--- DATA FOR ANALYSIS Enclosed Below ---

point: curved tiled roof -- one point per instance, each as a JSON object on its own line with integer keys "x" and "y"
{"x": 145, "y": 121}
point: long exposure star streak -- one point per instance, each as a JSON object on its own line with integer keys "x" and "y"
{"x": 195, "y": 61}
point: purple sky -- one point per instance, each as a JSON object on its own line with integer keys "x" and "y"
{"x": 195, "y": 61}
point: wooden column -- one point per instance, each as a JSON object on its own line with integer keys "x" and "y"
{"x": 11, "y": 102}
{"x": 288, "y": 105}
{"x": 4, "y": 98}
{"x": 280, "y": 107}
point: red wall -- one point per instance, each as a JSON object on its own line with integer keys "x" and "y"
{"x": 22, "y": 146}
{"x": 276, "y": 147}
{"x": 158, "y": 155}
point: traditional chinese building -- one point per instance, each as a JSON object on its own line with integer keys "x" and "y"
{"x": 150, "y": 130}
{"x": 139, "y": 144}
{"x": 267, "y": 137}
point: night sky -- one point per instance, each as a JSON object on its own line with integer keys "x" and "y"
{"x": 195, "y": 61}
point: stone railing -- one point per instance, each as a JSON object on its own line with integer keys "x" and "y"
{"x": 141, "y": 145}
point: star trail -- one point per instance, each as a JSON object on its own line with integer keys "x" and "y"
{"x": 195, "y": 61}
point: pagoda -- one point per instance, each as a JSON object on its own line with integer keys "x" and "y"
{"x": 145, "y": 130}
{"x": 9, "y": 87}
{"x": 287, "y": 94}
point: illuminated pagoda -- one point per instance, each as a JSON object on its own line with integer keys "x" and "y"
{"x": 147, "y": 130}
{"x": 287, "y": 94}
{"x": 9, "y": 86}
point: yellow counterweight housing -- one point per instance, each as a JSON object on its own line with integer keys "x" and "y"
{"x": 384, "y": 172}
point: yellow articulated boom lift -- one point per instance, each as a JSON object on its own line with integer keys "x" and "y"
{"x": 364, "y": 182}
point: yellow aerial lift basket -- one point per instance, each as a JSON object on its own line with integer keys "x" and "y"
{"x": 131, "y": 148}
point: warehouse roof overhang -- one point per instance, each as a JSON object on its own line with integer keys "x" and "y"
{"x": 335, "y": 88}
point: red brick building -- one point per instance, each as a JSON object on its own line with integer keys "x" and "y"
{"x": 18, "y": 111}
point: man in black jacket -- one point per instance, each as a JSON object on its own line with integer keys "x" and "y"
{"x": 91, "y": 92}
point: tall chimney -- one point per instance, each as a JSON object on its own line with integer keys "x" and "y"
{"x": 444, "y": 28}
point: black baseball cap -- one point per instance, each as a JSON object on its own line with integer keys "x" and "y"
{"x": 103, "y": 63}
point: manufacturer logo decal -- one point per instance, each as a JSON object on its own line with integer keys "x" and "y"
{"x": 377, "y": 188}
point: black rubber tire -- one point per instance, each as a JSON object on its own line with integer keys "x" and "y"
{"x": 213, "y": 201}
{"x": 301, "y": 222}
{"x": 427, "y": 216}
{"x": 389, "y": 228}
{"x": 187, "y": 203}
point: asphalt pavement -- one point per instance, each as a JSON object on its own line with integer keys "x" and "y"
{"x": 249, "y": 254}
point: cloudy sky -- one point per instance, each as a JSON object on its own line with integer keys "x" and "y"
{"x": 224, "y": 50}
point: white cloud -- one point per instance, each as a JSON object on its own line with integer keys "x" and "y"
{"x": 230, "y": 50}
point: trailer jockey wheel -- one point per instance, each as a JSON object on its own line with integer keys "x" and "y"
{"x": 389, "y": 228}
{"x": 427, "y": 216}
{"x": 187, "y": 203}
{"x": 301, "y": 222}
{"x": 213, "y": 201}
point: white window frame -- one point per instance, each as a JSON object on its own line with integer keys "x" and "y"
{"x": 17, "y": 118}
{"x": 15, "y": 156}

--- End of Enclosed DATA FOR ANALYSIS ---

**WHAT TO WORK ON**:
Restate the entries above word for word.

**ANSWER AREA**:
point: curved tiled roof -- one point per instance, each as a JSON object on its own line with integer keys "x" and "y"
{"x": 145, "y": 121}
point: long exposure star streak -- one point per instance, each as a JSON object on its own line with integer keys "x" and "y"
{"x": 195, "y": 61}
point: purple sky -- one point per instance, each as a JSON object on its own line with integer keys "x" and "y"
{"x": 195, "y": 61}
point: wooden column -- one point per instance, each as a JSON object on its own line with integer keys "x" and "y"
{"x": 11, "y": 102}
{"x": 288, "y": 105}
{"x": 4, "y": 98}
{"x": 280, "y": 107}
point: red wall -- one point per instance, each as a JSON object on its own line with integer keys "x" and "y"
{"x": 22, "y": 146}
{"x": 276, "y": 147}
{"x": 158, "y": 155}
point: traditional chinese building -- one point per instance, each as a JSON object on its own line with integer keys "x" and "y"
{"x": 150, "y": 130}
{"x": 139, "y": 144}
{"x": 267, "y": 137}
point: night sky -- one point per instance, each as a JSON object on its own line with integer keys "x" and "y"
{"x": 195, "y": 61}
point: stone railing -- one point per instance, each as a JSON object on its own line with integer keys "x" and "y"
{"x": 141, "y": 145}
point: star trail -- one point per instance, each as a JSON object on its own line with integer keys "x" and "y"
{"x": 195, "y": 61}
point: pagoda -- one point per instance, each as a JSON object on its own line with integer keys "x" and "y"
{"x": 145, "y": 130}
{"x": 9, "y": 87}
{"x": 287, "y": 94}
point: illuminated pagoda -- one point per instance, each as a JSON object on its own line with integer keys "x" and "y"
{"x": 147, "y": 130}
{"x": 287, "y": 94}
{"x": 9, "y": 86}
point: yellow counterweight housing -- one point per instance, each as a JSON object on its own line with integer keys "x" and "y"
{"x": 384, "y": 172}
point: yellow articulated boom lift -- one point per instance, each as a JSON object on its own line with integer keys "x" and "y"
{"x": 364, "y": 182}
point: yellow aerial lift basket -- one point per instance, each as a JSON object on its own line with integer keys "x" and "y"
{"x": 131, "y": 148}
point: warehouse roof overhang -- one point per instance, each as a JSON object on its own line with integer keys "x" and "y"
{"x": 335, "y": 88}
point: red brick building -- one point per instance, each as a JSON object on its own line with integer keys "x" and "y"
{"x": 18, "y": 111}
point: man in black jacket -- one point per instance, each as a JSON object on its own line with integer keys "x" and "y"
{"x": 91, "y": 92}
point: tall chimney -- one point per instance, each as a JSON object on its own line with integer keys "x" and "y"
{"x": 444, "y": 28}
point: black baseball cap -- one point per instance, each as a JSON object on its own line with integer keys "x" and "y"
{"x": 103, "y": 63}
point: manufacturer logo decal -- one point per instance, each as a JSON object on its own line with integer keys "x" and "y"
{"x": 377, "y": 188}
point: black rubber tire -- one point per instance, each as a JSON object on its own line with integer keys "x" and "y"
{"x": 213, "y": 201}
{"x": 301, "y": 222}
{"x": 427, "y": 216}
{"x": 389, "y": 228}
{"x": 187, "y": 203}
point: asphalt pavement -- one point per instance, each as a JSON object on its own line with integer keys "x" and "y"
{"x": 249, "y": 254}
point: cloudy sky -- one point per instance, each as a JSON object on its own line with integer keys "x" and "y"
{"x": 224, "y": 50}
point: white cloud -- one point per instance, each as a JSON object on its own line with integer keys "x" and "y"
{"x": 230, "y": 50}
point: trailer jockey wheel -- one point per instance, each as a JSON object on its own line with integer keys "x" and "y"
{"x": 389, "y": 228}
{"x": 427, "y": 216}
{"x": 187, "y": 203}
{"x": 301, "y": 222}
{"x": 213, "y": 201}
point: white window frame -- one point per instance, each as a JSON object on its own line with integer keys "x" and "y"
{"x": 17, "y": 118}
{"x": 15, "y": 156}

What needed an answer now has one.